2804.         La preuve qui rend l'existence d'un fait plus probable que son inexistence est suffisante, à moins que la loi n'exige une preuve plus convaincante. »

[19]         Le contrat qui lie les parties en l'espèce est un contrat de service régi par les articles 2098 et suivants du Code civil du Québec .

[20]         En vertu de l'article 2100 C.c.Q., le prestataire de services (la défenderesse) est tenu d'agir dans le meilleur intérêt de son client, avec prudence et diligence :

«  2100.  L'entrepreneur et le prestataire de services sont tenus d'agir au mieux des intérêts de leur client, avec prudence et diligence. Ils sont aussi tenus, suivant la nature de l'ouvrage à réaliser ou du service à fournir, d'agir conformément aux usages et règles de leur art, et de s'assurer, le cas échéant, que l'ouvrage réalisé ou le service fourni est conforme au contrat.

Lorsqu'ils sont tenus du résultat, ils ne peuvent se dégager de leur responsabilité qu'en prouvant la force majeure. »

CONSIGNE ÉCRITE 1: D'après le texte sur le contrat de service, quels articles du Code civil du Québec régissent le contrat qui lie les parties ?
CONSIGNE ÉCRITE 2: Rédigez la suite du texte sur le contrat de service, à partir de sa dernière phrase.

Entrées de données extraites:
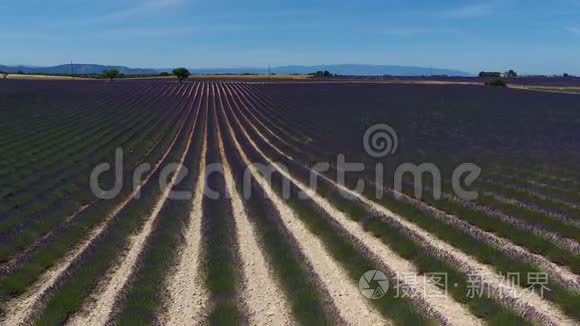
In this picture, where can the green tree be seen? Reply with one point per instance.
(181, 73)
(111, 74)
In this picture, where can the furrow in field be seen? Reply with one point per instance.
(261, 293)
(99, 311)
(186, 297)
(530, 305)
(564, 243)
(439, 306)
(20, 309)
(562, 274)
(529, 206)
(344, 295)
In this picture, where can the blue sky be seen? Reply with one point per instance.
(530, 36)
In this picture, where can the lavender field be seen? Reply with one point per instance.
(253, 240)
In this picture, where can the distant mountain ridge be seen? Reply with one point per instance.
(341, 69)
(77, 68)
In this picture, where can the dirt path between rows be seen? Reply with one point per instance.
(351, 305)
(186, 298)
(261, 293)
(19, 310)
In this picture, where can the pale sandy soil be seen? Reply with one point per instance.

RÉPONSE CORRECTE 1: Les articles 2098 et suivants du Code civil du Québec.

RÉPONSE CORRECTE 2:
[21]         Il appartient donc au client (la demanderesse) de démontrer que l'entreprise de déménagement a failli à son devoir et n'a pas respecté ses obligations.

[22]         Il s'agit aussi d'un contrat régi par la Loi sur la protection du consommateur [1] puisque la demanderesse est une consommatrice et LA CAPITALE, un commerçant au sens de la Loi.

[23]         Les articles 37 et 38 de cette Loi, relatifs à la garantie de qualité, s'appliquent non seulement au contrat de vente mais également au contrat de service :

«  34.  La présente section s'applique au contrat de vente ou de louage de biens et au contrat de service.

37.  Un bien qui fait l'objet d'un contrat doit être tel qu'il puisse servir à l'usage auquel il est normalement destiné.

38.  Un bien qui fait l'objet d'un contrat doit être tel qu'il puisse servir à un usage normal pendant une durée raisonnable, eu égard à son prix, aux dispositions du contrat et aux conditions d'utilisation du bien. »

[24]         Ce sont les articles invoqués par la demanderesse. 

[25]         Selon les photos produites, il est vrai que certains articles semblent avoir été endommagés.  Mais puisqu'ils ont été emballés par la demanderesse, les déménageurs ne peuvent pas témoigner de l'état dans lequel ils étaient avant le déménagement.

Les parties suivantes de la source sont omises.